===== GIVEN TEXT

Attribute Schedule Sample Clauses

Attribute Schedule. Following the Closing Date, within ninety (90) calendar days after the filing of IRS Form 1120 (or any successor form) of the Corporation for a given Taxable Year, the Corporation shall deliver to the TRA Party Representative a schedule (the “Attribute Schedule”) that shows, in reasonable detail, (a) the Blocker Pre-BCA Covered Tax Assets that are available for use by the Corporation with respect to each Blocker TRA Party with respect to such Taxable Year and the portion of the Blocker Pre-BCA Covered Tax Assets that are available for use by the Corporation in future Taxable Years with respect to each Blocker TRA Party; and (b) the Exchange Covered Tax Assets that are available for use by the Corporation with respect to such Taxable Year with respect to each Exchange TRA Party that has effected an Exchange (including the Exchange Party Basis Adjustments with respect to the Reference Assets resulting from Exchanges effected in such Taxable Year and the periods over which such Exchange Party Basis Adjustments are amortizable or depreciable), and the portion of the Exchange Covered Tax Assets that are available for use by the Corporation in future Taxable Years with respect to each Exchange TRA Party that has effected an Exchange. The Attribute Schedule shall also list any limitations on the ability of the Corporation to utilize any Blocker Pre-BCA Covered Tax Assets or Exchange Covered Tax Assets under applicable laws (including as a result of the operation of Section 382 of the Code or Section 383 of the Code).
AutoNDA by SimpleDocs
Attribute Schedule. Following the IPO Date, at least 60 calendar days prior to the filing of the U.S. federal income Tax Return of the Corporate Taxpayer for the Taxable Year that includes the IPO Date, the Corporate Taxpayer shall deliver to the TRA Party a schedule (the “Attribute Schedule”) that shows, in reasonable detail, the information necessary to perform the calculations required by this Agreement, including estimates of (i) the actual unadjusted tax basis of the Original Assets as of immediately prior to the IPO Date, (ii) the Original Basis Adjustment, (iii) the period or periods, if any, over which the Original Assets are amortizable and/or depreciable, (iv) the period or periods, if any, over which the Original Basis Adjustment is amortizable and/or depreciable (which, for non-amortizable assets shall be based on the Valuation Assumptions in connection with an Early Termination Payment or a Change of Control), (v) projections of the yearly amount of Remedial Allocations over the term of this Agreement, (vi) any applicable limitations on the use of the Pre-IPO NOLs for Tax purposes (including under Section 382 of the Code).
Attribute Schedule. Following the IPO Date, within one hundred twenty (120) calendar days after the filing of Form 1120 (or any successor form) of the Corporation or the Corporate Group for a given Taxable Year, the Corporation shall deliver to the TRA Parties a schedule (the “Attribute Schedule”) that shows, in reasonable detail, the Covered Tax Assets that are available for use by the Corporation or the Corporate Group with respect to such Taxable Year with respect to each TRA Party (including the Basis Adjustments with respect to the Reference Assets resulting from any Exchanges and the periods over which such Basis Adjustments are amortizable or depreciable). The Attribute Schedule shall also list any limitations on the ability of the Corporation or the Corporate Group to utilize any Covered Tax Assets under applicable laws (including as a result of the operation of Section 197(f)(9) of the Code, Section 382 of the Code or Section 383 of the Code).

==========
===== GIVEN INFORMATION

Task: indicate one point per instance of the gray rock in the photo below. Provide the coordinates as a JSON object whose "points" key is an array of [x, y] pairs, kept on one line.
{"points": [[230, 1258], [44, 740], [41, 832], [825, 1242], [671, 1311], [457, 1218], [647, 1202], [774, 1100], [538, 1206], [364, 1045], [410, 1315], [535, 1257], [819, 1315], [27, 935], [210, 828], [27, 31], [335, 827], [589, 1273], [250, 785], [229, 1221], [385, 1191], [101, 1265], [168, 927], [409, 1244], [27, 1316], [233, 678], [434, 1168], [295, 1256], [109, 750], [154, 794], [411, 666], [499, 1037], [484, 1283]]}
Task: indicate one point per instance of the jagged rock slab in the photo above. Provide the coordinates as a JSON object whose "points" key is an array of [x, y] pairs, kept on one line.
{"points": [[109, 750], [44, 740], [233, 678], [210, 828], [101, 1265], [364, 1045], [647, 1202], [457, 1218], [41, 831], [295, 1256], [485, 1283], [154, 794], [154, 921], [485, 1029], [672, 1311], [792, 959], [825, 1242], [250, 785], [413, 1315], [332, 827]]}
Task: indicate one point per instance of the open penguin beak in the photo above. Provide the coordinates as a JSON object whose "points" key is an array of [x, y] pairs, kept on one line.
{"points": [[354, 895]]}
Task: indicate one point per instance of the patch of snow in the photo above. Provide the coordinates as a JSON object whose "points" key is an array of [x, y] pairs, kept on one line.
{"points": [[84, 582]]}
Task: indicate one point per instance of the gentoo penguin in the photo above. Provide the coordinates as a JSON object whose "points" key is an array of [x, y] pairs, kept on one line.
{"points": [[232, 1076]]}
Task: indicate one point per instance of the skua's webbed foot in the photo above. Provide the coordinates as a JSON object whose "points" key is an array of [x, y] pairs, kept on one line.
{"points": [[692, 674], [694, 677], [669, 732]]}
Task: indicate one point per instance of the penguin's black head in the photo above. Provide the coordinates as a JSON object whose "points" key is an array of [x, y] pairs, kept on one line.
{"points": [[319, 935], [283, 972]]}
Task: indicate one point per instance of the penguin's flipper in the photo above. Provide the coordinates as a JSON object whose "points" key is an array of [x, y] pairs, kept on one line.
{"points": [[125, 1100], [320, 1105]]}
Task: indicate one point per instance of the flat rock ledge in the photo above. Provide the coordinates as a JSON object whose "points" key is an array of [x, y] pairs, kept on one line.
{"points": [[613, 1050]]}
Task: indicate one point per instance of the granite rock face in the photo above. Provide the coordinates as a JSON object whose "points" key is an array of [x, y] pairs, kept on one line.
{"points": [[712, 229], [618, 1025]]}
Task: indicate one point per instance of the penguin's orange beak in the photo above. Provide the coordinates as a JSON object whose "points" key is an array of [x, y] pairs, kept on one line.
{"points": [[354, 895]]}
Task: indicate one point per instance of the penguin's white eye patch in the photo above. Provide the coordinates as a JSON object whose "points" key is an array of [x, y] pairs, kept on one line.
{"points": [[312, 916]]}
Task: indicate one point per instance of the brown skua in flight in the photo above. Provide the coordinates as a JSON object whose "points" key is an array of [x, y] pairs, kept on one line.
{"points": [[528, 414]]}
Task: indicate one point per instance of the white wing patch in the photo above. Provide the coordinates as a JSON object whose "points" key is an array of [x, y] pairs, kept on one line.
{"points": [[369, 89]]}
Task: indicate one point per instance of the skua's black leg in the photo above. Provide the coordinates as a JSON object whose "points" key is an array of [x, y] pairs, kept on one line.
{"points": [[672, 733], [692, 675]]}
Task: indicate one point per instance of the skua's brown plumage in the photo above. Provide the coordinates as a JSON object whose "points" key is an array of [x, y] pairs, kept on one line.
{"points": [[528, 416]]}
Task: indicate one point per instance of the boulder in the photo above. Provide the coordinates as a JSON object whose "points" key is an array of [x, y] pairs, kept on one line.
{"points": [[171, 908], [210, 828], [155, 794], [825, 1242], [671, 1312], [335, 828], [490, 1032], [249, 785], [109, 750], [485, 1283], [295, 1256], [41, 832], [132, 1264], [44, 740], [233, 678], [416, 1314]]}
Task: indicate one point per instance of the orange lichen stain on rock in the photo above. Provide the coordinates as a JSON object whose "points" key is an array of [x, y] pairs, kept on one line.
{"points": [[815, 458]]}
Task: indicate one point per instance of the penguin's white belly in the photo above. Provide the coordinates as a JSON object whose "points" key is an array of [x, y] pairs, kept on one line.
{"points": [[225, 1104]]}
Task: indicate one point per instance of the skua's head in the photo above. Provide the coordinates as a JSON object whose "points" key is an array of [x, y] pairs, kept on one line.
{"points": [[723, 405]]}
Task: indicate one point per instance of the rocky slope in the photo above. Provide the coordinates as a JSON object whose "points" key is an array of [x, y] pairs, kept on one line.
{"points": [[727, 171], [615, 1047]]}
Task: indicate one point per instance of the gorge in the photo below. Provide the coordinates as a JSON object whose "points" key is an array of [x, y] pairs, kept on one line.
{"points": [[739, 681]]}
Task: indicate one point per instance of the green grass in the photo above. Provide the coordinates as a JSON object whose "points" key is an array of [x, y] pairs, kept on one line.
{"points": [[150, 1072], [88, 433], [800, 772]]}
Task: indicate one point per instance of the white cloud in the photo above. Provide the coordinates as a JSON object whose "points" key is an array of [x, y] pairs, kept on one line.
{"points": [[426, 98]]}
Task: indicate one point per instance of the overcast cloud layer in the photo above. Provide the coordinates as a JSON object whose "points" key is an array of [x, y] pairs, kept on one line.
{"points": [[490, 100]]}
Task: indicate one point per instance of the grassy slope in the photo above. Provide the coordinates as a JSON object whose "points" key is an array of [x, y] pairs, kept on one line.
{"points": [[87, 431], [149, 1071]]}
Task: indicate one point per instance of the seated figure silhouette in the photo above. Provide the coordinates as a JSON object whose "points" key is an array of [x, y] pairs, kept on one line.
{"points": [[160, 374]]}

==========

_TASK INSTRUCTIONS_
1. Turn the paragraph of the attribute schedule clauses that begins "Attribute Schedule. Following the IPO Date, within one hundred twenty" into a short list that keeps its main facts.
2. Carry on the attribute schedule clauses, picking up after the last sentence shown.

_RESULTS FOR THE EXERCISE_
1.
- **Timing:** After the IPO Date, within 120 calendar days after the Corporation or the Corporate Group files Form 1120 (or any successor form) for a given Taxable Year.
- **Who delivers and to whom:** The Corporation delivers the Attribute Schedule to the TRA Parties.
- **Content:** It shows, in reasonable detail, the Covered Tax Assets available for that Taxable Year for each TRA Party. This includes the Basis Adjustments on the Reference Assets from any Exchanges and the periods over which those adjustments can be amortized or depreciated.
- **Limits:** It also lists any legal limits on using the Covered Tax Assets, including under Section 197(f)(9), Section 382 or Section 383 of the Code.

2.
Attribute Schedule. Within ninety (90) calendar days after the filing of the U.S. federal Corporate Taxpayer Return for the Taxable Year including the Effective Date, the Corporate Taxpayer shall deliver to the Agent a schedule (the “Attribute Schedule”) that shows, in reasonable detail necessary to perform the calculations required by this Agreement, including with respect to each TRA Holder to which such items are applicable (i) the Blocker NOLs attributable to Blocker as of the Effective Date and (ii) any applicable limitations on the use of Blocker NOLs for Tax purposes (including under Section 382 of the Code).
Attribute Schedule. Following the IPO Date, at least sixty (60) calendar days prior to the later of the (i) filing of the U.S. federal income Tax Return of the Corporation for the Taxable Year that includes the IPO Date or (ii) the filing of all Canadian federal income Tax Returns of the Canadian Corporate Subsidiaries for the Taxable Year that includes the IPO Date, the Corporation shall deliver to the TRA Party Representative a schedule (the “Attribute Schedule”) that shows, in reasonable detail, the information necessary to perform the calculations required by this Agreement, including estimates of (i) projections of the yearly amount deductions generated by the Pre-IPO and IPO-Related Tax Assets to be received or utilized by the Company Group after the IPO Date and (ii) any applicable limitations on the use of the Pre-IPO and IPO-Related Tax Assets for Tax purposes (including under Section 382 of the Code).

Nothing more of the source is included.